Data extract.
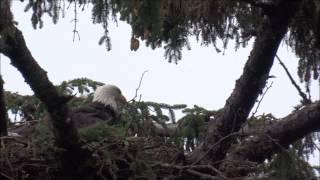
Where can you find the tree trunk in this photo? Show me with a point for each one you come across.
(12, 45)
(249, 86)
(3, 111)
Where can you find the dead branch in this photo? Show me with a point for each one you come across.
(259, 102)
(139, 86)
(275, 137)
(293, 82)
---
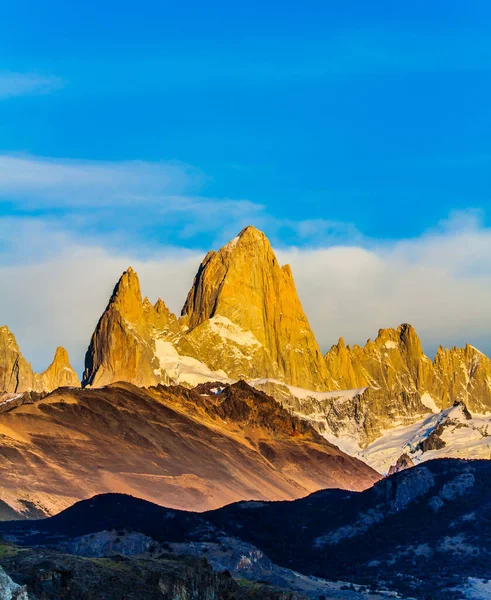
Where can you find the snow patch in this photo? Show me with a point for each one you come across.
--
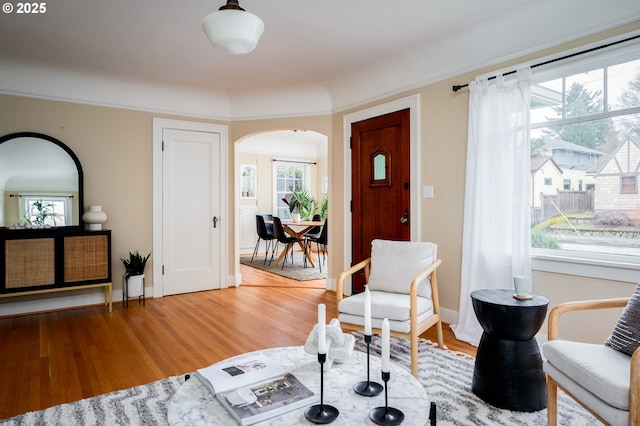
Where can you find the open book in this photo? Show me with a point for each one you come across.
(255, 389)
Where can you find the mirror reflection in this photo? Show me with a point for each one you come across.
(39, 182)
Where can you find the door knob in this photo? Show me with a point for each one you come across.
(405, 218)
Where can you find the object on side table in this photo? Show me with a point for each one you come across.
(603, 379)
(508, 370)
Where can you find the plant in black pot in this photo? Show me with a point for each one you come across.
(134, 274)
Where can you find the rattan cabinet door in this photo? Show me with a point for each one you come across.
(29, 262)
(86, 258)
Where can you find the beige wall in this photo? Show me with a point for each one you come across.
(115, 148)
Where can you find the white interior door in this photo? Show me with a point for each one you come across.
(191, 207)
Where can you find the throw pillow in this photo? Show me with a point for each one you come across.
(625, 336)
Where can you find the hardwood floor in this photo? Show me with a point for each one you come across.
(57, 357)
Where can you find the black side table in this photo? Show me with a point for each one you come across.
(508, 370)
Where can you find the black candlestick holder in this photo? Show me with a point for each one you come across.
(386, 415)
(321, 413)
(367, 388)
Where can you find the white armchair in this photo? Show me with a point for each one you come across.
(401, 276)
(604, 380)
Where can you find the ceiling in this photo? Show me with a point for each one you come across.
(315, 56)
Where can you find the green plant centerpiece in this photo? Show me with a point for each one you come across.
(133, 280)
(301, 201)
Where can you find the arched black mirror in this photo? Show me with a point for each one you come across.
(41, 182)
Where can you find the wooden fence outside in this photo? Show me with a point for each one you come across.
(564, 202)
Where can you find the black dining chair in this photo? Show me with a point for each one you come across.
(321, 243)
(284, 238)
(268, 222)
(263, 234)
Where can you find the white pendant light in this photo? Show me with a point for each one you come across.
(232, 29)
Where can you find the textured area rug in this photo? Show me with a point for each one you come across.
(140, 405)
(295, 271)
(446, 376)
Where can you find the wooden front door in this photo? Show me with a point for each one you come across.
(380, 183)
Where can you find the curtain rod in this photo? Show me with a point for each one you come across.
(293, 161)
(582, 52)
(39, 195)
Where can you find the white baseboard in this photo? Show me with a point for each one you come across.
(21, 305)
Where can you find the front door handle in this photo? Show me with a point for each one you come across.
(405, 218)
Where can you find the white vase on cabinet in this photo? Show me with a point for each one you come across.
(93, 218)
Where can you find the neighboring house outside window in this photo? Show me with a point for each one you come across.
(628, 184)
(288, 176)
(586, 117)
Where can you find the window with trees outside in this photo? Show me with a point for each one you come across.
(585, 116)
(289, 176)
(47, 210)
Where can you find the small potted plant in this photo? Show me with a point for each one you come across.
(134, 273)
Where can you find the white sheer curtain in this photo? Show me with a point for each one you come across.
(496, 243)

Task to carry out.
Return each line of the records above in which the word "plant" appears.

Expected output.
Where can you find the plant in black pot in this photo? Show me with a point for each one you come across.
Where can you find the green plant centerpiece in this photo? Show me with a point for each one you come across.
Where can you find the small potted plant in this photo? Show me with a point for each one you come across.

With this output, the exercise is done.